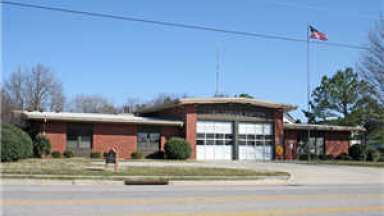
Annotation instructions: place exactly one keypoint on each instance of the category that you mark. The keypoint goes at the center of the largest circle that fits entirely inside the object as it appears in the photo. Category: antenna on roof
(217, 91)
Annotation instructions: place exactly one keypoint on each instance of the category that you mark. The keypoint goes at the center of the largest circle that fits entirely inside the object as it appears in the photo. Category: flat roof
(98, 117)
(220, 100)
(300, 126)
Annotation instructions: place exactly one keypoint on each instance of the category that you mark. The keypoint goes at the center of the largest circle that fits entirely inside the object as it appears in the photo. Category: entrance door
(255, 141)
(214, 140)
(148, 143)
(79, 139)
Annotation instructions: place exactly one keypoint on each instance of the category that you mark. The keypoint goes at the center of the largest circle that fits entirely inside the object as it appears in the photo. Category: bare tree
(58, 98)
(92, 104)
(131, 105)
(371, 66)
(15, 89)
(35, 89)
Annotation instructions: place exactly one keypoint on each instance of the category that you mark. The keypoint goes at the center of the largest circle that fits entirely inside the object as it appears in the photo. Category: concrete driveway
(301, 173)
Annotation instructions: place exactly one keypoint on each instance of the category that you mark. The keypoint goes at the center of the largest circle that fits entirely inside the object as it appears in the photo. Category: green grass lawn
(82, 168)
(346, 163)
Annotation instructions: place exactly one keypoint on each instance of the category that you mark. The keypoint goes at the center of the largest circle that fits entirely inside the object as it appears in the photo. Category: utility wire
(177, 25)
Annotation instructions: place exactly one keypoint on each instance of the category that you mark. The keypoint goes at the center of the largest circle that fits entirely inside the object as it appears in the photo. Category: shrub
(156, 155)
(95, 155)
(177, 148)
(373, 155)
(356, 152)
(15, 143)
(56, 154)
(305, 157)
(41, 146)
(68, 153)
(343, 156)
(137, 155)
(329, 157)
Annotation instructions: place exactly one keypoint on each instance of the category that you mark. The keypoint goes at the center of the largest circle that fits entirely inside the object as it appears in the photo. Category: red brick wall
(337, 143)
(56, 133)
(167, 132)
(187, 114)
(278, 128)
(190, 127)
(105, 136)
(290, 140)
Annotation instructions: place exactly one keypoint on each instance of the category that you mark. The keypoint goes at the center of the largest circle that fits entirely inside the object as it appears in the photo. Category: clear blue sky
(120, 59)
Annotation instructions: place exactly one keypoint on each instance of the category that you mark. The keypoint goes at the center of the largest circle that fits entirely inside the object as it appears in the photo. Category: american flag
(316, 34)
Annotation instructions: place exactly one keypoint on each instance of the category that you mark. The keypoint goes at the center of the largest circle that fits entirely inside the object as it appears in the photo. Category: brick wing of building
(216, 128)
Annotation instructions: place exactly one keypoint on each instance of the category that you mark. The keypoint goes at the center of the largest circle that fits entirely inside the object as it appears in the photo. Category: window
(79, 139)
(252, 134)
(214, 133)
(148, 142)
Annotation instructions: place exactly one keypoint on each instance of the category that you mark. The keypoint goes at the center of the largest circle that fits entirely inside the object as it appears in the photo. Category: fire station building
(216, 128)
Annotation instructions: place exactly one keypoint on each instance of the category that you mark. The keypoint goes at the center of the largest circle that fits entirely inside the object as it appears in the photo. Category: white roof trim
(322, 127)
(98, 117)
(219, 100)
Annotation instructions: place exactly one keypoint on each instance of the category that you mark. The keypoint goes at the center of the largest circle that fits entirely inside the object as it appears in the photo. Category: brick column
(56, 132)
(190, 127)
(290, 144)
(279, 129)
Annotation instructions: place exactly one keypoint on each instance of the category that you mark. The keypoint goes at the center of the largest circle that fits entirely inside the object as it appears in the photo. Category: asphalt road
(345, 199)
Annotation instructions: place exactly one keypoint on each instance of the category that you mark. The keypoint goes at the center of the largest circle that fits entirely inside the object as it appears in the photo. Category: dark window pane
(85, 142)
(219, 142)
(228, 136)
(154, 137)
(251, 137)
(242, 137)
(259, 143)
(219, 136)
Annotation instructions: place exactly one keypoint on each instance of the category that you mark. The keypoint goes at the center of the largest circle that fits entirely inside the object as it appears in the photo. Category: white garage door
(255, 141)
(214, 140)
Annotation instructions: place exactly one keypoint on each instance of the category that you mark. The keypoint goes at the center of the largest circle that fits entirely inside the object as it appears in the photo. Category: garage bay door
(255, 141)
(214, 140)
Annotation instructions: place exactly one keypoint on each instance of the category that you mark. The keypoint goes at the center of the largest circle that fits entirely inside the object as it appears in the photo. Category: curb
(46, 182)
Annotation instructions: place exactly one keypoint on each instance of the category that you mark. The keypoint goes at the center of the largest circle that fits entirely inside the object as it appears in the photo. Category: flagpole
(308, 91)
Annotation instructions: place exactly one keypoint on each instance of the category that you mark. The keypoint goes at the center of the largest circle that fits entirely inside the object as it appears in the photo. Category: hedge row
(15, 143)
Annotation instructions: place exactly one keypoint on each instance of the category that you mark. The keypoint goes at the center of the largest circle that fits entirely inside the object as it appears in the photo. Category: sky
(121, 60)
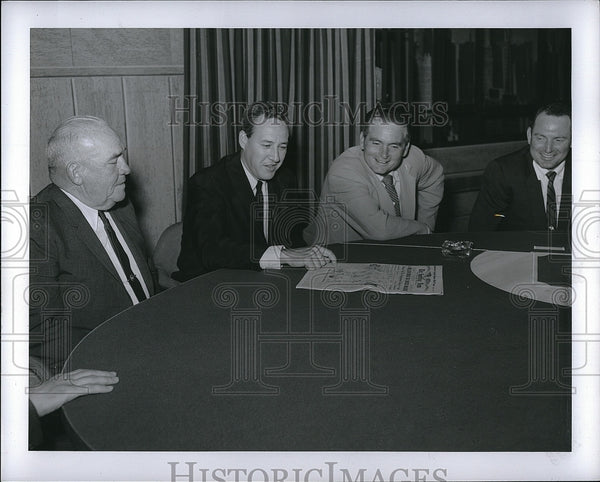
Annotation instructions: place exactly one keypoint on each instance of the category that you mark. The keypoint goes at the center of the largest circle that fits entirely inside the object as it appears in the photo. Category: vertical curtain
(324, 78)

_ _ _ _ _

### EXERCISE
All entries need repeating exactly, but without the pictures.

### YOUR SOLUTION
Annotation instructions: place exactly one keypoint on each instance of the category that you mark. The keypoint goes at the center of the largest circle that fits entirely inside the object as it appears in the photo. Category: antenna on roof
(217, 91)
Annotation instructions: place exactly one keypoint on each instance of the category that you mark. The keypoint goes at the center of the largest circle that fits entirely inside the object as it appears in the photo. Category: flat roof
(98, 117)
(220, 100)
(300, 126)
Annotation instructions: place exactly one keypoint on each instance of the category that you mark. The keypoint goes at the center of the largest circle that fits entirely inside the object as it appears in the photo. Category: entrance door
(255, 141)
(214, 140)
(148, 143)
(79, 139)
Annotation instructions: place exactly one keypoint on each instance of the category that you mark. The keypoint goes at the center of the largest circle that fits entirely inside the object as it appears in the photo. Category: bare tree
(58, 98)
(92, 104)
(131, 105)
(371, 66)
(15, 89)
(35, 89)
Annotation instructions: place exactly one keypoint on each instance of the category that you mark. The keypoint goes at the center of the largest circle that fits entirely inside the object as it appears in the photo. Category: concrete driveway
(301, 173)
Annotation instructions: place exactly one keypoint on each instance of the category that you mark. The keypoint goes at the center of the largest circle that fits entirely inside the object as it appears in the photo. Category: green grass lawn
(82, 168)
(346, 163)
Annotation instructions: place exactly one keypoint on each instance of the category that you mark. The keypoint goes at the center of the largest circle that fits entirely inside the object as it appears in the photo. Category: utility wire
(177, 25)
Annotation instructions: place exactly one keypoint on each instance of the category that you mark. The keypoint goes at the center of the largest circle that fits entirely inside the object as it appears in the photo. Category: shrub
(156, 155)
(95, 155)
(177, 148)
(373, 155)
(356, 152)
(15, 143)
(56, 154)
(305, 157)
(41, 146)
(68, 153)
(343, 156)
(137, 155)
(329, 157)
Annotation instructions: place exactly one keypoint on each instance of the category that you mark. The keypoint goes at the center of the largest circle that fits entirely inside the object as it appears in the photo. Category: red brick wall
(337, 143)
(56, 133)
(167, 132)
(187, 114)
(278, 128)
(190, 127)
(105, 136)
(290, 140)
Annotation instructions: place exactly one keypoint on each instance of the category that you mark. The keypoint goes at the center of the largest circle that fits entirely inside the object as it appears in the photo. Category: clear blue sky
(120, 59)
Annotation instructions: place exactly one keypoint on each instance of the category that you mark. The keypoint goes at the center of the largest circle that fits entirely inside the object as it appears in the photo. Category: american flag
(316, 34)
Annotation instructions: place exactly one keypoint on each instance of the category that you mark. The keypoint goes at the center of the largest circle that fits entirely inside the object as it appears in the photo. Category: brick wing of building
(216, 128)
Annotation instructions: place exactly one keypoint on each instance of the category that you mark. The keypoint goes at the center of the largest circle that fits entirely inside the object as it appears in the photo. Category: window
(79, 139)
(252, 134)
(214, 133)
(148, 142)
Annotation instructions: place exactly one keypoint on each instance of the category that you mark. The keypoint goes at the center of the largest circle that fits entirely inside the object as it appears in the photo. Category: fire station building
(216, 128)
Annotation instructions: place exactly one keypoint on each instance of the category that you mark. The keypoint goes at the center of the largest circle that fits entirely inside the object as it appears in the photo. Category: white roof trim
(322, 127)
(98, 117)
(219, 100)
Annotation instructions: place exactly one keypoint on each instance of the category that you mark. The keypoint goes at the center of the largest circle that fits entirely inside the object as it appears in the photo. Category: brick column
(56, 132)
(190, 127)
(290, 144)
(279, 129)
Annotation instructions: place exactly one keypoint on each instance of the category that you mark. The keypoint goes at the center of the largest circle that fits entirely inside the object as it appears in the photo. Category: asphalt road
(345, 199)
Annotation instructions: place exactly one keypoint on each instance of the category that you mark. The keypoint goes at the center of the largest circle that fits entirely inside the object as it appears in the photo. Category: dark window pane
(85, 142)
(219, 142)
(228, 136)
(154, 137)
(251, 137)
(242, 137)
(259, 143)
(219, 136)
Annotation instructions: place exactly one keypoint on each instance of the category that you mark. The keypoint goes at the center of the largest circle that fits entirely inside the object as it appears in the photo. Category: white garage door
(255, 141)
(214, 140)
Annotation instructions: place exactly one keypoint on each instance of the category that you mark. The keypoint goes at the center of the largest circle that fits entirely inside the object as it appears in the photo. Category: garage bay door
(255, 141)
(214, 140)
Annotation instructions: place exactly one keypoint on each instance of the category that you mark. The keypoint goes at the center of the largest circle that fits entirely inside the object as it appears in the photo. Category: curb
(46, 182)
Annotation instructions: place exactly one keypoint on each instance of the category that you mark. The keypoint goes at the center of the largest circle that fits entirely inside the object as it appears in the photo. Category: flagpole
(308, 91)
Annotation instructions: place exactly one keypoint on each instance of the category that you mark. The keypoint goes at the center of the largest circle that fits entirely inside the object as it appears in the photo. Category: hedge row
(15, 143)
Annotation instructions: place exactly one keypoint on each instance of the category that you mark. The keypoint goes at the center of the largest circle that fits entirely inside the object as it appears in the photo. Category: sky
(121, 60)
Annotation instructions: place exactly one keypoint on each instance of the category that you mark. The keypoint goes at the center of the largest circle that fits entirely inside the object as it appears in the photo. Category: vertical curtain
(324, 78)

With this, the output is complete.